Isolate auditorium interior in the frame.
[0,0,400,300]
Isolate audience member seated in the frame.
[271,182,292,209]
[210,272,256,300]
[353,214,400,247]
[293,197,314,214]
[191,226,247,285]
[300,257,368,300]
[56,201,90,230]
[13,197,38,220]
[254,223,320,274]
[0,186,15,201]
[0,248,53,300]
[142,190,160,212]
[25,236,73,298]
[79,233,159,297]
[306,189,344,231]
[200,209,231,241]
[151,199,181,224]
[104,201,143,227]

--

Put the material above into a two-column CSV with the headers text and answer, one row per entry. Enclose each field in quotes and replace any line breaks with spaces.

▶ IN RESPONSE:
text,answer
"Isolate auditorium interior in the frame.","[0,0,400,300]"
"Isolate audience member seated in the frame.","[271,182,292,209] [210,272,256,300] [353,214,400,247] [293,197,314,214] [191,226,247,285] [300,257,368,300] [56,201,90,230] [13,197,38,220] [254,223,320,274] [0,186,15,201] [0,248,53,300] [142,190,160,212] [25,236,73,298] [79,233,159,297] [306,189,344,231] [200,209,231,241] [151,199,181,224] [104,201,143,227]"